- Instruction:
Reproduce all of the material below line for line, without changes, and omit any pictures.

═══ Extracted entries ═══

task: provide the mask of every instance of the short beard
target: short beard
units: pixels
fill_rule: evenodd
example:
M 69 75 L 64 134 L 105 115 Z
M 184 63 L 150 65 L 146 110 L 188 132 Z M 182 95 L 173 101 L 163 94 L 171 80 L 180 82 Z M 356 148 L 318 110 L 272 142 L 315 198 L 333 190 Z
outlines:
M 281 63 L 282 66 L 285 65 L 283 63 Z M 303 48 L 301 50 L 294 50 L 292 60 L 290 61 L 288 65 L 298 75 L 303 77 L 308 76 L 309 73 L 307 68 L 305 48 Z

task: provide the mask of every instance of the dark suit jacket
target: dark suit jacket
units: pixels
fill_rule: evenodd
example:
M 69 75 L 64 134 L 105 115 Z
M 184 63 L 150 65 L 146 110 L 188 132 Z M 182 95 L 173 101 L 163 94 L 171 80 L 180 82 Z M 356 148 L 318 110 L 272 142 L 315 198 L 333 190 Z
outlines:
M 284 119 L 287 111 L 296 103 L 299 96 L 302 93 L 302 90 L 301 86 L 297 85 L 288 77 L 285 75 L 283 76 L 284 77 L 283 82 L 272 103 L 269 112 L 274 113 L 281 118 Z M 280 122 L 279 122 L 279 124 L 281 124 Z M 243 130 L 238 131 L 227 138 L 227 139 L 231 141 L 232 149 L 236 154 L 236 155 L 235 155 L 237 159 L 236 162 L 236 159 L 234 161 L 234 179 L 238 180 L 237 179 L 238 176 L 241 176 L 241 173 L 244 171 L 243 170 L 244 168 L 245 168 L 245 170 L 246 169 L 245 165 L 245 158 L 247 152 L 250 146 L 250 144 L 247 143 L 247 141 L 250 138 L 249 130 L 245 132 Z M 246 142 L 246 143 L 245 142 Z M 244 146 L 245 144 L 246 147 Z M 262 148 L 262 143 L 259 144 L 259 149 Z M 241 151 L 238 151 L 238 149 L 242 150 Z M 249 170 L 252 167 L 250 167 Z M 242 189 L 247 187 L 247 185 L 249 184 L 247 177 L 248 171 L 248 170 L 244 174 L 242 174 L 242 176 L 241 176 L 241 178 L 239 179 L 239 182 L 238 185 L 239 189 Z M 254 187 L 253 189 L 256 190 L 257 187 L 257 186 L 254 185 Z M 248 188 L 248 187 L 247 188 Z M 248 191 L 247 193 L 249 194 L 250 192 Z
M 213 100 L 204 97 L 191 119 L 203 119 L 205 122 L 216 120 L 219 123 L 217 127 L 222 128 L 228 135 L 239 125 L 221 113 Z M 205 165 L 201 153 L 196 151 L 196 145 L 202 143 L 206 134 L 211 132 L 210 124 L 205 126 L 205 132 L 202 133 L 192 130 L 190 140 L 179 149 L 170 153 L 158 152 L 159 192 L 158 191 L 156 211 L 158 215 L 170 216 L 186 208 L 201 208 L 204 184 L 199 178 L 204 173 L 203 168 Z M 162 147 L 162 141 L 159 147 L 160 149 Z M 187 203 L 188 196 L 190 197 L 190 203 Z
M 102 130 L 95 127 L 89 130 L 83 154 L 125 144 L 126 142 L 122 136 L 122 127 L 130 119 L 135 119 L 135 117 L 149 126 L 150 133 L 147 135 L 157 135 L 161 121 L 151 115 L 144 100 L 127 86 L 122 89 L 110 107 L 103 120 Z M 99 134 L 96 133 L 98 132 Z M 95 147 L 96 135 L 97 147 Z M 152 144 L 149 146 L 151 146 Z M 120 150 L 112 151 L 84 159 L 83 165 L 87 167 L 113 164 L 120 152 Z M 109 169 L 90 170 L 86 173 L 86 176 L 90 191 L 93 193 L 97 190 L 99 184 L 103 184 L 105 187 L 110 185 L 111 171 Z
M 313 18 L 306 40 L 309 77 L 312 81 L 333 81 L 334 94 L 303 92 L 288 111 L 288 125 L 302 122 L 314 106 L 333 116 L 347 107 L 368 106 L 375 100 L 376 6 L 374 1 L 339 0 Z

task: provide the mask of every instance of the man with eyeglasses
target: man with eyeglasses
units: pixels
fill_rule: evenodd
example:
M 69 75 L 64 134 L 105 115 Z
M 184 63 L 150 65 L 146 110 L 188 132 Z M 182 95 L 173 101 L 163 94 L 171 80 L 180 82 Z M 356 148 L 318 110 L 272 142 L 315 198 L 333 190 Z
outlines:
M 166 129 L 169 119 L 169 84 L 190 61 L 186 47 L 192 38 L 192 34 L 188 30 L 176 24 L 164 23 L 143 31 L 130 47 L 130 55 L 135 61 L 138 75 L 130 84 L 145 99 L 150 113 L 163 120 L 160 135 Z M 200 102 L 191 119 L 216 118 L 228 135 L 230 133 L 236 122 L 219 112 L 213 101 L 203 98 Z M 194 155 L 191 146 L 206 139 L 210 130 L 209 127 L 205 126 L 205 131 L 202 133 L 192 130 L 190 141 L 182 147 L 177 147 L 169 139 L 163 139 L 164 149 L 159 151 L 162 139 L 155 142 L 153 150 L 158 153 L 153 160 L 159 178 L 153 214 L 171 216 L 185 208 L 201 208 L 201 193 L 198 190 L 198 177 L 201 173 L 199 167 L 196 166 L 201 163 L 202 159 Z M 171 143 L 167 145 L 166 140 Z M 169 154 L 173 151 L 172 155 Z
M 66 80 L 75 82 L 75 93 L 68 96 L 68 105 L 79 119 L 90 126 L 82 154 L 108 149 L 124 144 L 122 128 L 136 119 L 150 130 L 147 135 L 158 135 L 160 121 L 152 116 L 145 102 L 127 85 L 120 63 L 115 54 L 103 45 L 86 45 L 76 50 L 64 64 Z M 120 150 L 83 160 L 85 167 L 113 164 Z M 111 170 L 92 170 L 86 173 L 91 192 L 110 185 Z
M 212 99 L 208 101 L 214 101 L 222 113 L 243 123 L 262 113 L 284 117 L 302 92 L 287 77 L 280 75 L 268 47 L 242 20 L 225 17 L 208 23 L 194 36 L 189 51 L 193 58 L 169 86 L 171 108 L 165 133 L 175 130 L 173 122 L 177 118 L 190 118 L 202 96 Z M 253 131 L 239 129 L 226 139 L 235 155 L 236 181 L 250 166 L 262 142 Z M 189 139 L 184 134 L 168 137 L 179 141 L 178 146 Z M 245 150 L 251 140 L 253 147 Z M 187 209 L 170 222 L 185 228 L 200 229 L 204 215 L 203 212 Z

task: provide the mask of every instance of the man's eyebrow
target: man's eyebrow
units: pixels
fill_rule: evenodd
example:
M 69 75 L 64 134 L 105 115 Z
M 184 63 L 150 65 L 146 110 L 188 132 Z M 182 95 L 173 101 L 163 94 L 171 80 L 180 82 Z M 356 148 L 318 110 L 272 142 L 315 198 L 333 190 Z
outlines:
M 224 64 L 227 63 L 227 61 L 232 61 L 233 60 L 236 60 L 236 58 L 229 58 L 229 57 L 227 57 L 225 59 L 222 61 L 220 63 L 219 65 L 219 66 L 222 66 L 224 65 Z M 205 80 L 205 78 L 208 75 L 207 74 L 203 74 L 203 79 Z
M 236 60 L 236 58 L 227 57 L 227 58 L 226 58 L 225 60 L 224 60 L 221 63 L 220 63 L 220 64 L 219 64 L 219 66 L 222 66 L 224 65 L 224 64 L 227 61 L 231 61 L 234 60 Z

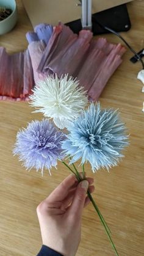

═══

- Output for this task:
task: provide the mask of every instance of the short beard
target: short beard
units: pixels
fill_rule: evenodd
example:
M 69 75 L 64 134 L 105 115 Z
M 184 63 L 150 65 L 146 110 L 188 132 Z M 182 95 L 173 101 L 163 94 L 171 80 L 180 82 Z M 356 148 L 318 110 L 272 142 L 315 198 L 333 190 Z
outlines:
M 281 63 L 282 66 L 285 65 L 283 63 Z M 303 48 L 301 50 L 294 50 L 292 60 L 290 61 L 288 65 L 298 75 L 303 77 L 308 76 L 309 73 L 307 68 L 305 48 Z

task: provide the mask of every instance of the dark suit jacket
target: dark suit jacket
units: pixels
fill_rule: evenodd
example:
M 69 75 L 64 134 L 105 115 Z
M 184 63 L 150 65 L 146 110 L 188 132 Z M 182 95 L 173 101 L 163 94 L 171 80 L 180 82 Z M 356 148 L 318 110 L 272 142 L 315 198 L 333 190 Z
outlines:
M 284 119 L 287 111 L 296 103 L 299 96 L 302 93 L 302 90 L 301 86 L 297 85 L 288 77 L 285 75 L 283 76 L 284 77 L 283 82 L 272 103 L 269 112 L 274 113 L 281 118 Z M 280 122 L 279 122 L 279 124 L 281 124 Z M 243 130 L 238 131 L 227 138 L 227 139 L 231 141 L 232 149 L 236 154 L 236 155 L 235 155 L 237 159 L 236 162 L 236 159 L 234 161 L 234 179 L 238 180 L 237 179 L 238 176 L 241 176 L 241 173 L 244 171 L 243 170 L 244 168 L 245 168 L 245 170 L 246 169 L 245 165 L 245 158 L 247 152 L 250 146 L 250 144 L 247 143 L 247 141 L 250 138 L 249 130 L 245 132 Z M 246 142 L 246 143 L 245 142 Z M 244 146 L 245 144 L 246 147 Z M 262 148 L 262 143 L 259 144 L 259 149 Z M 241 151 L 238 151 L 238 149 L 242 150 Z M 249 170 L 252 167 L 250 167 Z M 242 189 L 247 187 L 247 185 L 249 184 L 247 177 L 248 171 L 248 170 L 244 174 L 242 174 L 242 176 L 241 176 L 241 178 L 239 179 L 239 182 L 238 185 L 239 189 Z M 254 187 L 253 189 L 256 190 L 257 187 L 257 186 L 254 185 Z M 248 188 L 248 187 L 247 188 Z M 248 191 L 247 193 L 249 194 L 250 192 Z
M 213 100 L 204 97 L 191 119 L 203 119 L 205 122 L 216 120 L 219 123 L 217 127 L 222 128 L 228 135 L 239 125 L 221 113 Z M 205 165 L 201 153 L 196 151 L 196 145 L 202 143 L 206 134 L 211 132 L 210 124 L 205 126 L 205 132 L 202 133 L 192 130 L 190 140 L 179 149 L 170 153 L 158 152 L 159 192 L 158 191 L 156 211 L 158 215 L 170 216 L 186 208 L 201 208 L 204 184 L 199 178 L 204 173 L 203 168 Z M 162 147 L 162 141 L 159 147 L 160 149 Z M 187 203 L 188 196 L 190 197 L 190 203 Z
M 102 130 L 95 127 L 89 130 L 83 154 L 125 144 L 126 142 L 122 136 L 122 127 L 130 119 L 135 119 L 135 117 L 149 126 L 150 133 L 147 135 L 157 135 L 161 121 L 151 115 L 144 100 L 127 86 L 122 89 L 110 107 L 103 120 Z M 99 134 L 96 133 L 98 132 Z M 95 147 L 96 135 L 97 147 Z M 152 144 L 149 146 L 151 146 Z M 120 150 L 112 151 L 84 159 L 83 165 L 87 167 L 113 164 L 120 152 Z M 109 169 L 90 170 L 86 173 L 86 176 L 90 191 L 93 193 L 97 190 L 99 184 L 103 184 L 105 187 L 110 185 L 111 171 Z
M 313 18 L 306 40 L 309 77 L 312 81 L 333 81 L 334 94 L 303 92 L 288 111 L 288 125 L 302 122 L 314 106 L 333 116 L 347 107 L 368 106 L 375 100 L 376 6 L 374 1 L 339 0 Z

task: provide the mask of every instance of the man with eyeglasses
target: man with eyeglasses
units: pixels
fill_rule: evenodd
example:
M 69 75 L 64 134 L 105 115 Z
M 184 63 L 150 65 L 146 110 L 188 132 Z M 182 95 L 173 101 L 163 94 L 171 80 L 180 82 Z M 356 148 L 318 110 L 272 142 L 315 198 L 333 190 Z
outlines:
M 166 129 L 169 119 L 169 84 L 190 61 L 186 47 L 192 38 L 192 34 L 188 30 L 176 24 L 164 23 L 143 31 L 130 47 L 130 55 L 135 61 L 138 75 L 130 84 L 145 99 L 150 113 L 163 120 L 160 135 Z M 200 102 L 191 119 L 216 118 L 228 135 L 230 133 L 236 122 L 219 112 L 213 101 L 203 98 Z M 194 155 L 191 146 L 206 139 L 210 130 L 209 127 L 205 126 L 205 131 L 202 133 L 192 130 L 190 141 L 182 147 L 177 147 L 169 139 L 163 139 L 164 149 L 159 151 L 162 139 L 155 142 L 153 150 L 158 153 L 153 160 L 159 178 L 153 214 L 171 216 L 185 208 L 201 208 L 201 193 L 198 190 L 198 177 L 201 173 L 199 167 L 196 166 L 201 163 L 202 159 Z M 171 143 L 167 145 L 166 140 Z M 169 154 L 173 151 L 172 155 Z
M 66 80 L 75 82 L 75 93 L 68 96 L 68 105 L 79 119 L 90 126 L 82 154 L 108 149 L 124 144 L 122 128 L 136 119 L 150 130 L 147 135 L 158 135 L 160 121 L 152 116 L 145 102 L 127 85 L 120 63 L 115 54 L 103 45 L 86 45 L 76 50 L 64 64 Z M 120 150 L 83 160 L 85 167 L 113 164 Z M 111 170 L 92 170 L 86 173 L 91 192 L 110 185 Z
M 212 99 L 208 101 L 214 101 L 222 113 L 243 123 L 262 113 L 284 117 L 302 92 L 287 77 L 280 75 L 268 47 L 242 20 L 225 17 L 208 23 L 194 36 L 189 51 L 193 58 L 169 86 L 171 108 L 165 133 L 175 130 L 173 122 L 177 118 L 190 118 L 202 96 Z M 253 131 L 239 129 L 226 139 L 235 155 L 236 181 L 250 166 L 262 142 Z M 189 139 L 184 134 L 168 137 L 179 141 L 178 146 Z M 245 150 L 251 140 L 253 147 Z M 187 209 L 170 222 L 185 228 L 200 229 L 204 215 L 203 212 Z

task: provide the mask of every instance of the man's eyebrow
target: man's eyebrow
units: pixels
fill_rule: evenodd
example:
M 69 75 L 64 134 L 105 115 Z
M 184 63 L 150 65 L 146 110 L 188 132 Z M 182 95 L 173 101 L 163 94 L 171 80 L 180 82 Z M 356 148 L 318 110 L 272 142 L 315 198 L 333 190 Z
outlines:
M 224 64 L 227 63 L 227 61 L 232 61 L 233 60 L 236 60 L 236 58 L 229 58 L 229 57 L 227 57 L 225 59 L 222 61 L 220 63 L 219 65 L 219 66 L 222 66 L 224 65 Z M 205 80 L 205 78 L 208 75 L 207 74 L 203 74 L 203 79 Z
M 236 60 L 236 58 L 227 57 L 227 58 L 226 58 L 225 60 L 224 60 L 221 63 L 220 63 L 220 64 L 219 64 L 219 66 L 222 66 L 224 65 L 224 64 L 227 61 L 231 61 L 234 60 Z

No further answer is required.